EXERCISE INSTRUCTIONS
Convert all the entries below into a two-column CSV with the header row text,answer. Each entry gets one row, with its text and its answer each in a single quoted field and line breaks replaced by spaces.

RECORDS SUPPLIED

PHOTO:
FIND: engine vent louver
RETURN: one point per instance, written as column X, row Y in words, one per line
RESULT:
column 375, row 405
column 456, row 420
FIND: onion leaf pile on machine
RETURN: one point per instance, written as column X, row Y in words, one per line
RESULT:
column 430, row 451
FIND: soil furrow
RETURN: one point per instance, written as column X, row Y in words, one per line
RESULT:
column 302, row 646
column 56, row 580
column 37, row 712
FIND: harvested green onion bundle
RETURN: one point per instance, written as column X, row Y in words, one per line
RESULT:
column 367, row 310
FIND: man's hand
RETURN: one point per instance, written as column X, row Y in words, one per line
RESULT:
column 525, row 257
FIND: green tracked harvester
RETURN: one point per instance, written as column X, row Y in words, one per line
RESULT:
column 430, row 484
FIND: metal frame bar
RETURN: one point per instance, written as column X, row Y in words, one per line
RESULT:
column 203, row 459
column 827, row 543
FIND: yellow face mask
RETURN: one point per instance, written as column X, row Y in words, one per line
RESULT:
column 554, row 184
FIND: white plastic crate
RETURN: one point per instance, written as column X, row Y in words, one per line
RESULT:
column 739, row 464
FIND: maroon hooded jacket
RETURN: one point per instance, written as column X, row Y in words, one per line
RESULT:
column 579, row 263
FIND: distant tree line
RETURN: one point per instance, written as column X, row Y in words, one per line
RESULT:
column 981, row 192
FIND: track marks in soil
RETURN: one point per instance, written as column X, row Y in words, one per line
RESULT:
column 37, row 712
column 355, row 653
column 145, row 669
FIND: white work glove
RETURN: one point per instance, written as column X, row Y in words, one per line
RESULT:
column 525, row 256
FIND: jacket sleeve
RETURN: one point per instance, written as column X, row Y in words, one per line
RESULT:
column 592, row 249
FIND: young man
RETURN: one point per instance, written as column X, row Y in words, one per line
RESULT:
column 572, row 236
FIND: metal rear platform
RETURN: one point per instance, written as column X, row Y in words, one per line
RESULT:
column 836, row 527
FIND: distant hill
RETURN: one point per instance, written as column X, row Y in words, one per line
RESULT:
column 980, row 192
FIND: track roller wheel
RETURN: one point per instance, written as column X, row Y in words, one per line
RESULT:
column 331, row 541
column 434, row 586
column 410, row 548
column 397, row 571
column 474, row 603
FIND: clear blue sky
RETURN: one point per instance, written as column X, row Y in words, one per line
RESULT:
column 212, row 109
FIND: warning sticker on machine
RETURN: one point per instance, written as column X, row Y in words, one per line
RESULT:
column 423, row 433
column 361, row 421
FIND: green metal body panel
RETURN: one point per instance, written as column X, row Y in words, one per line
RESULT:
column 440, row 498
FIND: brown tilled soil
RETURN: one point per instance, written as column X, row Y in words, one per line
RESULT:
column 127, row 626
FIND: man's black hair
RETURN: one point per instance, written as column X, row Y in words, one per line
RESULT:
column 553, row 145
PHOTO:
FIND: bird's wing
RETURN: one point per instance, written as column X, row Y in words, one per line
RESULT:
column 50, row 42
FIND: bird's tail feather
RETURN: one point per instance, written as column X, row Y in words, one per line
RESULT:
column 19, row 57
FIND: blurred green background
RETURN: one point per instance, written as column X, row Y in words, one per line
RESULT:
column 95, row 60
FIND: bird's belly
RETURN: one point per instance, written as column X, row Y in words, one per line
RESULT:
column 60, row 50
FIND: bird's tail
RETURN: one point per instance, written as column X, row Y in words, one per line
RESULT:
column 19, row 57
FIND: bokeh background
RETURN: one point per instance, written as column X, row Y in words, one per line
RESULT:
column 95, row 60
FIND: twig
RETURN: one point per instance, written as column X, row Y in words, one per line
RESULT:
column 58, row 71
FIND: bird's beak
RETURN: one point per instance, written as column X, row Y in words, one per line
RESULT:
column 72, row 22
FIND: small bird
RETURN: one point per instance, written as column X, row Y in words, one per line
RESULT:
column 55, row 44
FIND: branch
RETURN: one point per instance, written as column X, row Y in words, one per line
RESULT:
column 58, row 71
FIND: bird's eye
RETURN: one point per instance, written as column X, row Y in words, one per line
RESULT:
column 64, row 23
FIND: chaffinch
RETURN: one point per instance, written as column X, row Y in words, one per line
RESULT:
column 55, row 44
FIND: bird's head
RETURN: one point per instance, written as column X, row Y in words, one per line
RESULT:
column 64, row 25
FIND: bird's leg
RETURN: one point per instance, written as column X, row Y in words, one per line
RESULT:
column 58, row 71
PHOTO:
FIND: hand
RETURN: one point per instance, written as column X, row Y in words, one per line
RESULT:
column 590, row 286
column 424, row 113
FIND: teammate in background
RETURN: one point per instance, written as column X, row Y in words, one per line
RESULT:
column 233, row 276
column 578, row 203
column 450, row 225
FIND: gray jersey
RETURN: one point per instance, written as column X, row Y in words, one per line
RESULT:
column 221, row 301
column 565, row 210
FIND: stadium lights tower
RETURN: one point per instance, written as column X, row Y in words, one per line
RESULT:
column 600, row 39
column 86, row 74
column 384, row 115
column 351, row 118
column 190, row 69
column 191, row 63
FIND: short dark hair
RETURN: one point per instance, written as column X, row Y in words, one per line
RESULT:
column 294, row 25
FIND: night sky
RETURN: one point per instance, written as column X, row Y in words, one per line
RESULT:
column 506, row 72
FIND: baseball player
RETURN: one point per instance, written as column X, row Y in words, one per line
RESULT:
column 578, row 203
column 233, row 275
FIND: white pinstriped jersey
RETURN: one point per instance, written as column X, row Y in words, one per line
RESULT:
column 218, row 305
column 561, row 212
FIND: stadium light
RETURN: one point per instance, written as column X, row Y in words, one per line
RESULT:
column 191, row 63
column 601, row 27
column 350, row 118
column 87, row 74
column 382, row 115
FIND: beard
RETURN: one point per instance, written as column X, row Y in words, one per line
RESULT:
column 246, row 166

TASK RESULT
text,answer
"PHOTO: FIND: engine vent louver RETURN: one point per instance, written as column X, row Y in words, one per line RESULT:","column 375, row 405 column 456, row 420"
"FIND: onion leaf pile on machine RETURN: one point per instance, written as column X, row Y in words, one per line RESULT:","column 430, row 451"
"FIND: soil furrow RETURN: one point per instance, written as column X, row Y in words, one per line RESULT:","column 302, row 646 column 56, row 580 column 37, row 712"
"FIND: harvested green onion bundle RETURN: one point per instance, written as column X, row Y in words, one per line RESULT:","column 367, row 310"
"FIND: man's hand RETURN: one point per instance, written as column X, row Y in words, one per line RESULT:","column 525, row 257"
"FIND: green tracked harvester RETURN: one point per instance, written as column X, row Y in words, one per line RESULT:","column 430, row 484"
"FIND: metal frame bar RETURN: one point per instance, written as column X, row Y in words, one per line RESULT:","column 203, row 459 column 827, row 543"
"FIND: yellow face mask RETURN: one point per instance, written as column X, row Y in words, one per line RESULT:","column 554, row 184"
"FIND: white plastic crate RETURN: one point per instance, written as column X, row Y in words, one per line RESULT:","column 739, row 464"
"FIND: maroon hooded jacket RETURN: one point per instance, written as column X, row Y in words, one per line RESULT:","column 579, row 263"
"FIND: distant tree line RETURN: one point per instance, written as column X, row Y in words, one per line RESULT:","column 981, row 192"
"FIND: track marks in soil RETURN: one point per instance, written as column X, row Y in words, one per line RESULT:","column 37, row 712 column 355, row 653 column 145, row 669"
"FIND: white work glove RETURN: one point per instance, written as column X, row Y in words, one per line RESULT:","column 525, row 256"
"FIND: jacket sleeve RETURN: one point per instance, written as column X, row Y in words, one per line RESULT:","column 592, row 249"
"FIND: young man RETURN: one point per instance, written as column X, row Y in words, one per line RESULT:","column 572, row 236"
"FIND: metal rear platform RETURN: one point per instance, written as column X, row Y in words, one per line RESULT:","column 836, row 527"
"FIND: distant hill RETURN: one point per instance, written as column X, row Y in words, one per line RESULT:","column 980, row 192"
"FIND: track roller wheel RETURN: one point per instance, written as column X, row Y in words, one per line RESULT:","column 331, row 541 column 434, row 586 column 410, row 548 column 397, row 571 column 474, row 603"
"FIND: clear blue sky RETURN: one point per instance, written as column X, row Y in words, one per line RESULT:","column 212, row 109"
"FIND: warning sticker on machine RETURN: one point per instance, written as column X, row Y in words, one per line RESULT:","column 423, row 433 column 361, row 421"
"FIND: green metal body panel RETURN: one point per instance, written as column X, row Y in words, one per line RESULT:","column 440, row 498"
"FIND: brown tilled soil RETURN: one point per instance, written as column X, row Y in words, one per line RESULT:","column 127, row 626"
"FIND: man's black hair RETURN: one point per instance, written as column X, row Y in words, one per line RESULT:","column 553, row 145"
"PHOTO: FIND: bird's wing RETURN: one point per instance, written as column X, row Y in words, one per line RESULT:","column 50, row 42"
"FIND: bird's tail feather RETURN: one point per instance, written as column X, row Y in words, one per line RESULT:","column 19, row 57"
"FIND: blurred green background RETURN: one point per instance, written as column X, row Y in words, one per line RESULT:","column 95, row 60"
"FIND: bird's belly RETURN: one point per instance, written as column X, row Y in words, one per line RESULT:","column 60, row 50"
"FIND: bird's tail RETURN: one point per instance, written as column X, row Y in words, one per line RESULT:","column 19, row 57"
"FIND: bokeh background RETURN: one point per instance, written as column X, row Y in words, one per line RESULT:","column 95, row 60"
"FIND: twig RETURN: one point per instance, written as column X, row Y in words, one per line RESULT:","column 58, row 71"
"FIND: bird's beak RETURN: one point per instance, written as column X, row Y in words, one per line RESULT:","column 72, row 22"
"FIND: small bird RETURN: one point per instance, written as column X, row Y in words, one per line RESULT:","column 55, row 44"
"FIND: branch RETURN: one point per instance, written as column X, row Y in words, one per line RESULT:","column 58, row 71"
"FIND: bird's eye RETURN: one point per instance, written as column X, row Y in words, one per line RESULT:","column 64, row 23"
"FIND: chaffinch RETURN: one point per instance, written as column X, row Y in words, one per line RESULT:","column 55, row 44"
"FIND: bird's head RETURN: one point per instance, written as column X, row Y in words, one per line RESULT:","column 64, row 25"
"FIND: bird's leg RETURN: one point per instance, written as column X, row Y in words, one per line RESULT:","column 58, row 71"
"PHOTO: FIND: hand RETURN: one point per instance, written as column X, row Y in words, one per line RESULT:","column 590, row 286 column 424, row 113"
"FIND: teammate in background RETURN: one point per instance, written as column X, row Y in words, one per line RESULT:","column 233, row 276 column 578, row 203 column 450, row 225"
"FIND: gray jersey RETURN: one point per instance, written as column X, row Y in words, one per line RESULT:","column 221, row 301 column 565, row 210"
"FIND: stadium lights tower RETURN: one point per instance, written as column X, row Y in words, one per line RESULT:","column 600, row 39 column 86, row 74 column 384, row 115 column 351, row 118 column 190, row 69 column 191, row 63"
"FIND: short dark hair RETURN: one point per instance, written as column X, row Y in words, one per line RESULT:","column 294, row 25"
"FIND: night sky RETURN: one point per instance, written as column X, row Y in words, one per line RESULT:","column 506, row 72"
"FIND: baseball player RETURN: one point per instance, written as column X, row Y in words, one per line RESULT:","column 578, row 203 column 233, row 275"
"FIND: white pinstriped jersey RETURN: one point per instance, written as column X, row Y in words, one per line RESULT:","column 218, row 305 column 561, row 212"
"FIND: stadium light RETURN: one point per instance, written as column X, row Y in words, one per line RESULT:","column 191, row 63 column 601, row 27 column 350, row 118 column 87, row 74 column 382, row 115"
"FIND: beard RETURN: one point per instance, written as column X, row Y in words, one per line RESULT:","column 246, row 166"